Pointing entries for labeled objects:

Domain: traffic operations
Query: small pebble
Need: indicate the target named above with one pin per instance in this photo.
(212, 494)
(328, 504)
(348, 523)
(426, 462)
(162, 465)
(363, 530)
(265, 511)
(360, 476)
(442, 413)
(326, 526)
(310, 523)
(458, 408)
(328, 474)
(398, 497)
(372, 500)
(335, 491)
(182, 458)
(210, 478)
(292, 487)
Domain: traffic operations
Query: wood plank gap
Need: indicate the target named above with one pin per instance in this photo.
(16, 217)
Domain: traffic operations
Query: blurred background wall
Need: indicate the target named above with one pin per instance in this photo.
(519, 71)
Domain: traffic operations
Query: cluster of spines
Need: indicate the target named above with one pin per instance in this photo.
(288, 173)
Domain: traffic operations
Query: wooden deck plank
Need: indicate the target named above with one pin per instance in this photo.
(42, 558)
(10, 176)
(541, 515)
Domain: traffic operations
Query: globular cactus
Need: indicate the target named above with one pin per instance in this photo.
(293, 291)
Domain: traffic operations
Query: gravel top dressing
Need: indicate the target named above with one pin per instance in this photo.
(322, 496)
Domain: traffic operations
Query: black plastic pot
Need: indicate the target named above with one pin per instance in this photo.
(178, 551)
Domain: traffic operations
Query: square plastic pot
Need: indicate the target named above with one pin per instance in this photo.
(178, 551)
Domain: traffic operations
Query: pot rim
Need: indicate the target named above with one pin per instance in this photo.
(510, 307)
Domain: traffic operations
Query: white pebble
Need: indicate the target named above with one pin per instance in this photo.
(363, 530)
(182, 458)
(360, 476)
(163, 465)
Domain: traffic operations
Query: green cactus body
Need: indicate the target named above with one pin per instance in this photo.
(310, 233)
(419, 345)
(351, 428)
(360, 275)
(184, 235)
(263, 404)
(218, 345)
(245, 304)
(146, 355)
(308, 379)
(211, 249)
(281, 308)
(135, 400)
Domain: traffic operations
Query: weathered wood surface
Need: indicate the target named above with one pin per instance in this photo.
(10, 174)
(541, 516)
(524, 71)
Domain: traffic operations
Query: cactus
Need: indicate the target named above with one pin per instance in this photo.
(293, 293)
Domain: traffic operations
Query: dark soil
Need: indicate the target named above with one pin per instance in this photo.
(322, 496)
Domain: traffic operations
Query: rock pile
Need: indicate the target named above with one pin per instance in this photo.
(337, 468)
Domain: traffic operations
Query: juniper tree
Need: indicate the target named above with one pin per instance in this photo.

Requirements. From the listing above, pull out every line that contains the string "pebble". Case counts.

The response.
Query: small pebble
Query: white pebble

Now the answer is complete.